▶ **Work to complete**: Find all lines with the word "duck" in the material, then copy them.

▶ **Working data**:
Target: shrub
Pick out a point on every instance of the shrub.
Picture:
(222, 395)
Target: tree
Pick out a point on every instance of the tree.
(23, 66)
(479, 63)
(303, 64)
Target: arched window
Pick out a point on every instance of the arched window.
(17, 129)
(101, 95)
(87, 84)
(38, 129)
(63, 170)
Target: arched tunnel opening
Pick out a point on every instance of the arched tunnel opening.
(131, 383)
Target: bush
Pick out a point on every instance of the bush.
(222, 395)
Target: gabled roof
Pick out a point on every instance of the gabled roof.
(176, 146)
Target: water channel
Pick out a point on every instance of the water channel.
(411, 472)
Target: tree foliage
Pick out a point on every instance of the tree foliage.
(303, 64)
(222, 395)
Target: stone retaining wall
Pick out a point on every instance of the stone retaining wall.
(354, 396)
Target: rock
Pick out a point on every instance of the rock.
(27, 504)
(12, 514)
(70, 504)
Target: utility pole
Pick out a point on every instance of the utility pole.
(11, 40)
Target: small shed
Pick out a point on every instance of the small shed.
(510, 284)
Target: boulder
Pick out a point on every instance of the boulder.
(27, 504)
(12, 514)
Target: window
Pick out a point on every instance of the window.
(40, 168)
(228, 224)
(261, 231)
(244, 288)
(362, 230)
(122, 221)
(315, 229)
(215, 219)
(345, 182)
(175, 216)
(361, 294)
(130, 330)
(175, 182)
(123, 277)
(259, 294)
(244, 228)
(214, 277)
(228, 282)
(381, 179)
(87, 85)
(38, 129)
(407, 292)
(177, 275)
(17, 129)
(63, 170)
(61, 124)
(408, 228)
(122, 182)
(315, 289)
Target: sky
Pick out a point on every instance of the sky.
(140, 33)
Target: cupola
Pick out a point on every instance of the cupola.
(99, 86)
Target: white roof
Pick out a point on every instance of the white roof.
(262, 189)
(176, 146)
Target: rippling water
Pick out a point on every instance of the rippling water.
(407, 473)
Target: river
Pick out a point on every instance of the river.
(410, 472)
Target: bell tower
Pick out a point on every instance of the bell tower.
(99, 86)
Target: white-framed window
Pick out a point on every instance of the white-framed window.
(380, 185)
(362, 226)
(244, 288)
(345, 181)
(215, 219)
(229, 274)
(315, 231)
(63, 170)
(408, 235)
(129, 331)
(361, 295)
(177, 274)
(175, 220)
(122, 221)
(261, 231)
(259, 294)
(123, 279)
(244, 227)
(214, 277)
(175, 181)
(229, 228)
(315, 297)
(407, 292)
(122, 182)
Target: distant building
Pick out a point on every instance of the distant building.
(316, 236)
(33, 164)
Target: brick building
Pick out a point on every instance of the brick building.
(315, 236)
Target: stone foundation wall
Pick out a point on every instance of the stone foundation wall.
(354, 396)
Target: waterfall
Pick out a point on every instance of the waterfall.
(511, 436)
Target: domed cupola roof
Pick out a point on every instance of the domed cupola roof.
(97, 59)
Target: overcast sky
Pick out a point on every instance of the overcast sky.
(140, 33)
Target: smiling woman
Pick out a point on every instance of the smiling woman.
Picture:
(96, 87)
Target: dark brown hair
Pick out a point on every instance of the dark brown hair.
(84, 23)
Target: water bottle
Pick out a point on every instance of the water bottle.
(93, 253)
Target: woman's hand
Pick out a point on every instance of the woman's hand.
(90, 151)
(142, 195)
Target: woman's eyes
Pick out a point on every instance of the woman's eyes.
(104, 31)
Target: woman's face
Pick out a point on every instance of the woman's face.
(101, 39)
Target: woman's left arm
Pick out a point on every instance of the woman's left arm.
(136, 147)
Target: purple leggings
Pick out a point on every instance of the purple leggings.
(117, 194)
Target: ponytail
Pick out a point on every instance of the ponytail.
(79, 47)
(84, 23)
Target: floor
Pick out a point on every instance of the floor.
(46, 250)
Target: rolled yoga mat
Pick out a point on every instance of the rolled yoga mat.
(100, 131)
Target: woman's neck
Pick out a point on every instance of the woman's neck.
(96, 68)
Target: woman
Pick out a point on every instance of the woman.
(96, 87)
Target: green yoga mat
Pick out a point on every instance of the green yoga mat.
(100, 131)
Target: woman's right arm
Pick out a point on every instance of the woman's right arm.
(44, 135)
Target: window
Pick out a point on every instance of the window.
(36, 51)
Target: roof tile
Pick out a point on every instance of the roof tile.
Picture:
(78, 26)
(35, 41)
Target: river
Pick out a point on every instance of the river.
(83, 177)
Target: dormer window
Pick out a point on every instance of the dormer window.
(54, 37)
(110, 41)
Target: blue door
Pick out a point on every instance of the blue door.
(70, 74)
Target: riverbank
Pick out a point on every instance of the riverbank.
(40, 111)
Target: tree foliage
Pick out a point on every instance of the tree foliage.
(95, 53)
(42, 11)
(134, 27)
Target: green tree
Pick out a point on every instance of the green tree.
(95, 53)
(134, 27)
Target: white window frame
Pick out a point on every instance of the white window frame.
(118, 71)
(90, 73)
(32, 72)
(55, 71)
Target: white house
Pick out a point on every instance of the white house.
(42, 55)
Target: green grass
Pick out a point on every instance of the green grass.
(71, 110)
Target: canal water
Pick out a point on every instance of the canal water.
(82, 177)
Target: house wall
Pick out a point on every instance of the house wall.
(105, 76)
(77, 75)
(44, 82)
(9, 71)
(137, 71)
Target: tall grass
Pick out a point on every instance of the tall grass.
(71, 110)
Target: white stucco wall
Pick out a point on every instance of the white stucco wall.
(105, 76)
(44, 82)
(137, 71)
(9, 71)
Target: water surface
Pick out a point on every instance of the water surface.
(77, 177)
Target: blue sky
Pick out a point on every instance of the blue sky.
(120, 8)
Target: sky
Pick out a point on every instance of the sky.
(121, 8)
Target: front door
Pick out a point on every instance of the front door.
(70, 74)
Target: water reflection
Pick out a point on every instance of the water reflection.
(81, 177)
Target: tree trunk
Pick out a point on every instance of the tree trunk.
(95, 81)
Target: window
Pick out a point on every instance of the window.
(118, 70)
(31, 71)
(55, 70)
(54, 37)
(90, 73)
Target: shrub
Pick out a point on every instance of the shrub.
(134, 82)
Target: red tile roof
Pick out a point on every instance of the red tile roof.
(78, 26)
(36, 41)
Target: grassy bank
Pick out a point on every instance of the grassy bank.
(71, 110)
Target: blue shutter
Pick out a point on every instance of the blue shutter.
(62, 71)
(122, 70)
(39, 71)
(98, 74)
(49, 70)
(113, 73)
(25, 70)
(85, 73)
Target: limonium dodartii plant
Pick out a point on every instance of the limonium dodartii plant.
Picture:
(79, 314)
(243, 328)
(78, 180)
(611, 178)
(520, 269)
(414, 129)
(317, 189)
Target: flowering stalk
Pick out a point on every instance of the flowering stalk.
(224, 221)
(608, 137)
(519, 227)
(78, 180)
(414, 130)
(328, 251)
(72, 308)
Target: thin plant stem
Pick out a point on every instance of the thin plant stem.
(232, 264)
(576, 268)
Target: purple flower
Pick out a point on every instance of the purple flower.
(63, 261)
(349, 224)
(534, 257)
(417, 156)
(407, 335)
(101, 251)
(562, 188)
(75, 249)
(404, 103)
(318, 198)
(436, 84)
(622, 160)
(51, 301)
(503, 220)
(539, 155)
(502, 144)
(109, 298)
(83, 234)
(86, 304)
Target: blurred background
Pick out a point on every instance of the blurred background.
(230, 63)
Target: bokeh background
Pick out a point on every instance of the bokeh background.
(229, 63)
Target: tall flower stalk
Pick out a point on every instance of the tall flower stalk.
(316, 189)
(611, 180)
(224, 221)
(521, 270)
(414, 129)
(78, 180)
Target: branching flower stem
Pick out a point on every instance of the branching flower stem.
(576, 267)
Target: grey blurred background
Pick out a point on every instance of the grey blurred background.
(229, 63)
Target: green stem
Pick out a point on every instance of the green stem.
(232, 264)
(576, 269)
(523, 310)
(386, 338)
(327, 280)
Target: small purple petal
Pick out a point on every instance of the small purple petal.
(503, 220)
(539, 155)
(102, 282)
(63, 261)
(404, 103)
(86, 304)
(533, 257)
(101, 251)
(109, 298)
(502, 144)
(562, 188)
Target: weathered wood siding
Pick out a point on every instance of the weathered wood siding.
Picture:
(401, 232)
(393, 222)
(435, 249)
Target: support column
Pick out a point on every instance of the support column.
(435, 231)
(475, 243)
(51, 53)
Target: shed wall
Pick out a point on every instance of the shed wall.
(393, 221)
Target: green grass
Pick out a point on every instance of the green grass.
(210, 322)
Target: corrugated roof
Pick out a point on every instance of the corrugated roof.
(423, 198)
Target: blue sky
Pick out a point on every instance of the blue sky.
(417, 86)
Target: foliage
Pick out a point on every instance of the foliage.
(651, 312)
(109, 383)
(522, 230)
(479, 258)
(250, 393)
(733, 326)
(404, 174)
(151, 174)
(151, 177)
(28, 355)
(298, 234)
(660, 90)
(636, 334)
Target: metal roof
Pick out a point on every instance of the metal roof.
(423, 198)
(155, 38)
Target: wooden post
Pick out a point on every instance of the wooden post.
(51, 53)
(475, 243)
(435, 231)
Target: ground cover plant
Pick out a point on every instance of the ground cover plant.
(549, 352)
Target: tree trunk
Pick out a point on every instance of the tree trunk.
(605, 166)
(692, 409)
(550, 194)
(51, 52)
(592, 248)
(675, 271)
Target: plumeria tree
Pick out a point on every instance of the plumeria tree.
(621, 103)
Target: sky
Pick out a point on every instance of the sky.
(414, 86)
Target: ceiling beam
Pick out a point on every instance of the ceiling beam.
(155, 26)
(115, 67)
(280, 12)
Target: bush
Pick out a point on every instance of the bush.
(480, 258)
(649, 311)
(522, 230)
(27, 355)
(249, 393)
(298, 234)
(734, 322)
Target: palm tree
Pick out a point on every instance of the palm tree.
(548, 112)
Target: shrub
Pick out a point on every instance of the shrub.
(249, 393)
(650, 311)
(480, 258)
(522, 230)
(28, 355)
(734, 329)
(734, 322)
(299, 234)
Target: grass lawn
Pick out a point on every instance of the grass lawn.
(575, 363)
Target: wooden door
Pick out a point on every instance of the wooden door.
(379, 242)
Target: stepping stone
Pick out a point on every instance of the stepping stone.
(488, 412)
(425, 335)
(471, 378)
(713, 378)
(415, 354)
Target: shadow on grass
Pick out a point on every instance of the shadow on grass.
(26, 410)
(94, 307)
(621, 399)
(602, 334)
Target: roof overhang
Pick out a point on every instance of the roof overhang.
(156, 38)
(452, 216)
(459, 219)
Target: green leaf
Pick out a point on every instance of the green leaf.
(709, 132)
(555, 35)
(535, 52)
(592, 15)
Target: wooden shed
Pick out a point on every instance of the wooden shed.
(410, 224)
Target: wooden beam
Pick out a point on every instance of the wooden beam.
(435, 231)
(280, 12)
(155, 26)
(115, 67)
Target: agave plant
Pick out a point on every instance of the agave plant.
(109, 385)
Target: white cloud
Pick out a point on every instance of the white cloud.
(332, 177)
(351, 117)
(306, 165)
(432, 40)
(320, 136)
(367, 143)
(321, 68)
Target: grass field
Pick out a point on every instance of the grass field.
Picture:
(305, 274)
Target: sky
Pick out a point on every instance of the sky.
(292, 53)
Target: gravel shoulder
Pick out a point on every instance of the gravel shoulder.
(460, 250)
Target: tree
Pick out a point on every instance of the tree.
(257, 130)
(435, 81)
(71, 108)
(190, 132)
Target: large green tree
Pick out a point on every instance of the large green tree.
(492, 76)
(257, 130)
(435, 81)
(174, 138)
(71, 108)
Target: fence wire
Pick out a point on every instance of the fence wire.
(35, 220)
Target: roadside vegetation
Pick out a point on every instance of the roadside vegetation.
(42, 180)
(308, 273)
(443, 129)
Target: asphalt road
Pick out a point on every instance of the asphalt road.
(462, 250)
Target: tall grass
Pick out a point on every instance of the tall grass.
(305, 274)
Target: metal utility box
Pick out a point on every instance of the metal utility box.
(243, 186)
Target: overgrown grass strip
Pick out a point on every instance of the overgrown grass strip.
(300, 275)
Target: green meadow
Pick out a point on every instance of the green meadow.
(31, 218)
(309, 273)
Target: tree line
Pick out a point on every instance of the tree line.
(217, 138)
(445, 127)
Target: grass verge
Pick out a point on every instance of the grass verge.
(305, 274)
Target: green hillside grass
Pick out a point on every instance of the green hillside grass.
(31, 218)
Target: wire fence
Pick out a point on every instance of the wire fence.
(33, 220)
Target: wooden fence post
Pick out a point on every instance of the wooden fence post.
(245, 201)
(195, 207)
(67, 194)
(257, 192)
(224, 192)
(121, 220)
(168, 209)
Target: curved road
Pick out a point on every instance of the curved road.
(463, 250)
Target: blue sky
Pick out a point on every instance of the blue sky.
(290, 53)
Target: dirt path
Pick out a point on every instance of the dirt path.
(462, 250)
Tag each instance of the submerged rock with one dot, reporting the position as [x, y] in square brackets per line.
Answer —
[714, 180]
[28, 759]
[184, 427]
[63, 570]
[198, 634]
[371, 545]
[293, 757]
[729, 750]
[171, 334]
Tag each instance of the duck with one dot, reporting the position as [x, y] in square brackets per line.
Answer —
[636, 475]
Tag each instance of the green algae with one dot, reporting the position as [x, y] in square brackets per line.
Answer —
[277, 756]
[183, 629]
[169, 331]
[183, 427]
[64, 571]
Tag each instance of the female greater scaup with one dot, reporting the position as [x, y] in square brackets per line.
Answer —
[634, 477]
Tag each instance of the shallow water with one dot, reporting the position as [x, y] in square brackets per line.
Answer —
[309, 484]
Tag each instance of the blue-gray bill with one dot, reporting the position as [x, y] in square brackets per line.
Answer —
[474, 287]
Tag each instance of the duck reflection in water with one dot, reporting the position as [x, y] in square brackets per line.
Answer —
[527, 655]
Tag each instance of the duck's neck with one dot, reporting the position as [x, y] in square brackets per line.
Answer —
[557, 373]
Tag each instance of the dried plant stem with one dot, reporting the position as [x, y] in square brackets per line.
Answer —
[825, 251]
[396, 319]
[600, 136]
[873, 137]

▶ **Written answer**:
Tag each instance of the duck with one dot, reporting the position as [x, y] in square brackets per line.
Tag each instance of the duck reflection in water with one dot, reporting the position as [x, y] in square brackets per line.
Tag each instance of the duck's neck with one dot, reporting the position as [x, y] in square brackets per line.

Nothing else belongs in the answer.